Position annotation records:
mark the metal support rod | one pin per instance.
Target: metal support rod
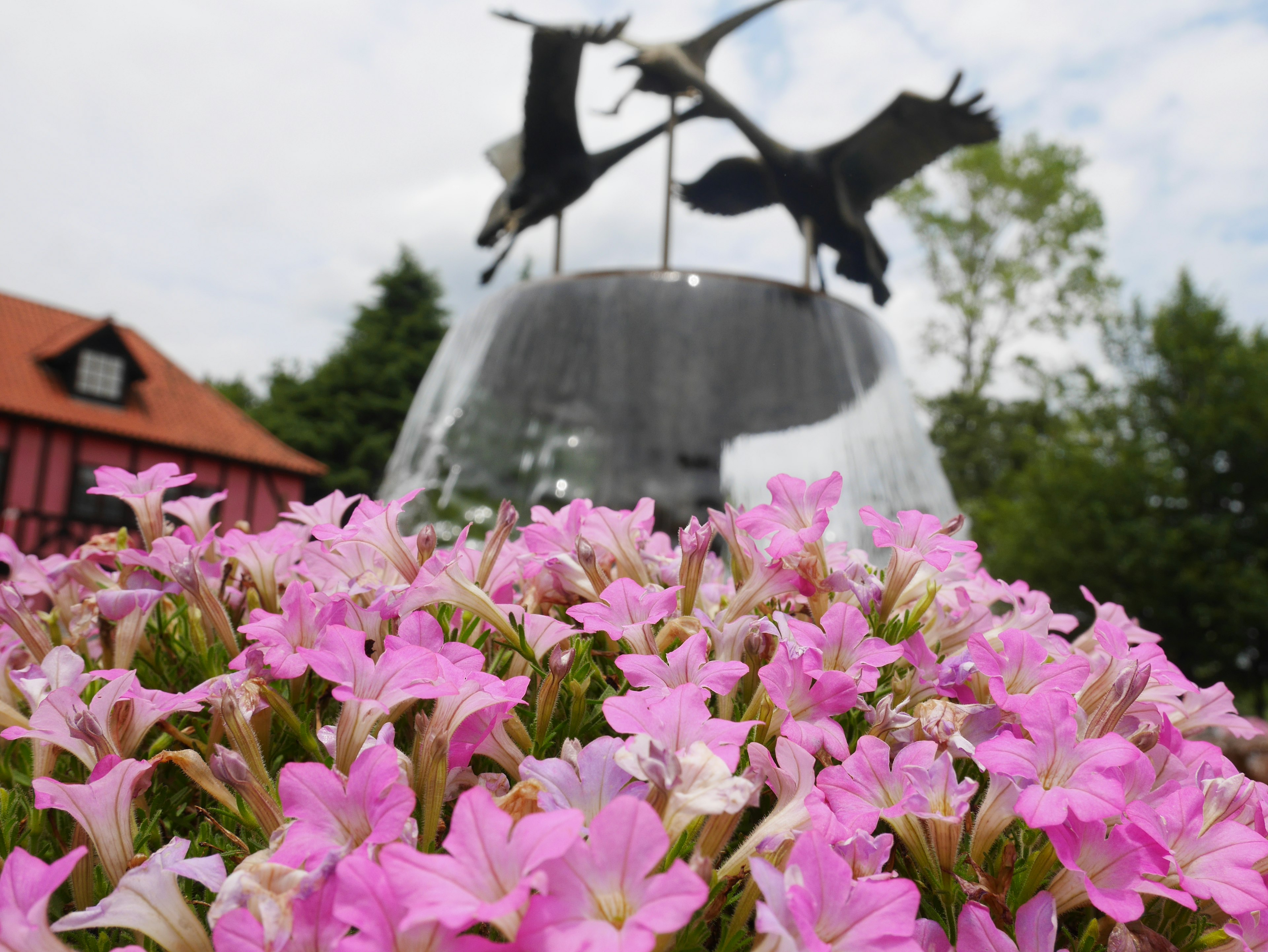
(811, 249)
(558, 241)
(669, 184)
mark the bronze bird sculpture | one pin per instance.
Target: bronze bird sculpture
(830, 191)
(547, 166)
(697, 51)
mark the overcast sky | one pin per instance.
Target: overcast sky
(228, 178)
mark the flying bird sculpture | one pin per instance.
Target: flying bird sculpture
(830, 191)
(697, 51)
(546, 166)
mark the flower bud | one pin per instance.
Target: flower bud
(86, 727)
(496, 539)
(589, 563)
(427, 543)
(694, 542)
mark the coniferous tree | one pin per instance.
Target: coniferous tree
(348, 411)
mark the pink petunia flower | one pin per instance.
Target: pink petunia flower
(283, 636)
(1021, 671)
(490, 866)
(627, 613)
(335, 817)
(1035, 928)
(26, 887)
(916, 538)
(849, 647)
(797, 515)
(582, 778)
(809, 704)
(103, 807)
(792, 780)
(1059, 774)
(374, 524)
(371, 689)
(372, 902)
(687, 665)
(604, 894)
(149, 899)
(622, 534)
(1215, 861)
(817, 905)
(1108, 873)
(143, 492)
(196, 511)
(676, 722)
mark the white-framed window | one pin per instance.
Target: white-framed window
(101, 376)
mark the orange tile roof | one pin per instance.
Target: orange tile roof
(168, 407)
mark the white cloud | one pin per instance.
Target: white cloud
(229, 178)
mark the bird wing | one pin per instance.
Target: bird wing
(904, 137)
(551, 131)
(699, 49)
(507, 157)
(732, 187)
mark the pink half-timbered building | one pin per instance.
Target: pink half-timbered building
(79, 392)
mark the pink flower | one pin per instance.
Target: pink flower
(26, 887)
(556, 533)
(374, 524)
(279, 909)
(1035, 928)
(131, 609)
(489, 869)
(542, 632)
(809, 704)
(687, 665)
(916, 538)
(368, 689)
(584, 779)
(328, 511)
(1252, 930)
(283, 636)
(368, 899)
(603, 893)
(769, 581)
(143, 492)
(1059, 772)
(622, 535)
(1108, 873)
(1210, 708)
(792, 780)
(259, 556)
(865, 788)
(103, 807)
(334, 816)
(1208, 863)
(149, 899)
(797, 515)
(627, 613)
(846, 646)
(817, 905)
(196, 511)
(865, 854)
(676, 722)
(1020, 670)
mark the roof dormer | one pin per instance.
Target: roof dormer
(98, 367)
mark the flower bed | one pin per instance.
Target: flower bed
(581, 737)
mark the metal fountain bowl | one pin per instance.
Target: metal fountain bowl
(690, 387)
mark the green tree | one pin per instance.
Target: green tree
(1156, 492)
(1014, 245)
(348, 411)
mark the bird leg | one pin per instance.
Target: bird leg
(487, 274)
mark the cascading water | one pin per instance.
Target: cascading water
(688, 387)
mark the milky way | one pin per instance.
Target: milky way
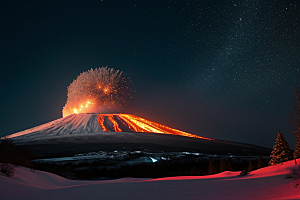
(240, 52)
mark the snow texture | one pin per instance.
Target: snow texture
(79, 124)
(265, 183)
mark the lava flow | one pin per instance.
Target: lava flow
(138, 124)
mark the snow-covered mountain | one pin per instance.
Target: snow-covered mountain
(82, 133)
(91, 124)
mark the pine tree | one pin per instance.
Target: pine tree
(295, 121)
(297, 147)
(281, 151)
(260, 162)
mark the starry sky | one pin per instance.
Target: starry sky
(216, 68)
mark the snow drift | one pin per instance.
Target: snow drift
(266, 183)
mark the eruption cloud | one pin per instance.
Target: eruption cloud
(98, 90)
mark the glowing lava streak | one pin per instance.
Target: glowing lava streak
(139, 124)
(100, 119)
(115, 124)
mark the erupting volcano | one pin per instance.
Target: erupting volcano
(97, 90)
(86, 126)
(82, 124)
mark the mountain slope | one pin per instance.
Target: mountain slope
(86, 124)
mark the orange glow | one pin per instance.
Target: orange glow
(100, 119)
(138, 124)
(115, 124)
(79, 109)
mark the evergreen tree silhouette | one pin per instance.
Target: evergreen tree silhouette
(295, 121)
(281, 151)
(260, 162)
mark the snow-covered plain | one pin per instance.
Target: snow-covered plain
(266, 183)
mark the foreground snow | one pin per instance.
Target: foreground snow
(265, 183)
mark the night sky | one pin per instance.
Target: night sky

## What is asked
Render every line of the listing above as a numbered list, leaving out blank lines and all pictures.

## Expected output
1. mark the metal support rod | one pin per instance.
2. Target: metal support rod
3. (811, 249)
4. (558, 241)
5. (669, 184)
6. mark the bronze bird sculpture | one pin per instance.
7. Target: bronze bird sculpture
8. (830, 191)
9. (547, 166)
10. (697, 51)
11. mark the overcast sky | one pin per instance.
12. Target: overcast sky
13. (228, 178)
14. mark the flying bird sculpture | one pin per instance.
15. Target: flying bird sculpture
16. (830, 191)
17. (697, 51)
18. (546, 166)
19. mark the flower bud | one pin per instance.
20. Target: flower bud
21. (86, 727)
22. (496, 539)
23. (589, 563)
24. (427, 543)
25. (694, 542)
26. mark the coniferous tree | one pin per instance.
27. Target: coniferous tree
28. (348, 411)
29. mark the pink petunia flower | one pin per instance.
30. Target: pink petunia flower
31. (283, 636)
32. (1021, 671)
33. (490, 866)
34. (627, 613)
35. (335, 817)
36. (1035, 928)
37. (26, 887)
38. (916, 538)
39. (849, 647)
40. (797, 515)
41. (582, 778)
42. (809, 704)
43. (103, 807)
44. (792, 780)
45. (1059, 774)
46. (374, 524)
47. (371, 689)
48. (372, 902)
49. (687, 665)
50. (604, 894)
51. (149, 899)
52. (622, 534)
53. (1215, 861)
54. (817, 905)
55. (1108, 873)
56. (143, 492)
57. (196, 511)
58. (676, 722)
59. mark the white-framed window | one pin per instance.
60. Target: white-framed window
61. (101, 376)
62. mark the orange tile roof | one pin per instance.
63. Target: orange tile roof
64. (168, 407)
65. mark the white cloud | one pin per instance.
66. Target: white cloud
67. (229, 178)
68. mark the bird wing | one pin per instance.
69. Target: bird wing
70. (904, 137)
71. (551, 131)
72. (699, 49)
73. (507, 157)
74. (732, 187)
75. mark the pink half-timbered building | one pin per instance.
76. Target: pink half-timbered building
77. (79, 392)
78. mark the pink flower | one pin per instance.
79. Target: pink flower
80. (26, 887)
81. (556, 533)
82. (374, 524)
83. (279, 909)
84. (1035, 928)
85. (131, 609)
86. (489, 869)
87. (542, 632)
88. (809, 704)
89. (687, 665)
90. (916, 538)
91. (368, 689)
92. (584, 779)
93. (328, 511)
94. (1252, 930)
95. (283, 636)
96. (368, 899)
97. (603, 893)
98. (769, 581)
99. (143, 492)
100. (1059, 772)
101. (622, 535)
102. (1108, 873)
103. (1210, 708)
104. (792, 780)
105. (259, 556)
106. (865, 788)
107. (103, 807)
108. (334, 816)
109. (1208, 863)
110. (149, 899)
111. (797, 515)
112. (627, 613)
113. (846, 646)
114. (817, 905)
115. (196, 511)
116. (865, 854)
117. (676, 722)
118. (1020, 670)
119. mark the roof dormer | one pin per instance.
120. Target: roof dormer
121. (98, 367)
122. mark the flower bed | one pin per instance.
123. Target: flower bed
124. (581, 737)
125. mark the metal fountain bowl | one pin per instance.
126. Target: metal fountain bowl
127. (690, 387)
128. mark the green tree | one pin per instance.
129. Target: green tree
130. (1156, 492)
131. (1014, 245)
132. (348, 411)
133. mark the bird leg | one pin per instance.
134. Target: bird leg
135. (487, 274)
136. mark the cascading water | one pin per instance.
137. Target: cascading water
138. (688, 387)
139. mark the milky way | one pin per instance.
140. Target: milky way
141. (240, 52)
142. mark the snow texture | one pin per instance.
143. Target: snow texture
144. (79, 124)
145. (265, 183)
146. mark the lava flow | one pin per instance.
147. Target: lava flow
148. (138, 124)
149. mark the snow-covered mountain | one pin per instance.
150. Target: snow-covered mountain
151. (82, 133)
152. (91, 124)
153. mark the pine tree | one pin per instance.
154. Target: pine tree
155. (295, 121)
156. (297, 147)
157. (281, 151)
158. (260, 162)
159. mark the starry sky | one pin per instance.
160. Target: starry sky
161. (216, 68)
162. mark the snow drift | one pin per instance.
163. Target: snow drift
164. (266, 183)
165. mark the eruption cloud | one pin per instance.
166. Target: eruption cloud
167. (98, 90)
168. mark the glowing lava streak | one pin per instance.
169. Target: glowing lava streak
170. (139, 124)
171. (100, 119)
172. (115, 124)
173. mark the erupting volcano | one pin per instance.
174. Target: erupting volcano
175. (97, 90)
176. (86, 126)
177. (82, 124)
178. mark the mountain slope | one pin per instance.
179. Target: mountain slope
180. (86, 124)
181. mark the orange glow | one pin per instance.
182. Target: orange glow
183. (100, 119)
184. (138, 124)
185. (115, 124)
186. (79, 109)
187. mark the evergreen tree silhouette | one pin per instance.
188. Target: evergreen tree silhouette
189. (295, 121)
190. (281, 151)
191. (260, 162)
192. mark the snow-covered plain | one pin per instance.
193. Target: snow-covered plain
194. (266, 183)
195. mark the foreground snow | one pin per instance.
196. Target: foreground snow
197. (265, 183)
198. mark the night sky | one pin per instance.
199. Target: night sky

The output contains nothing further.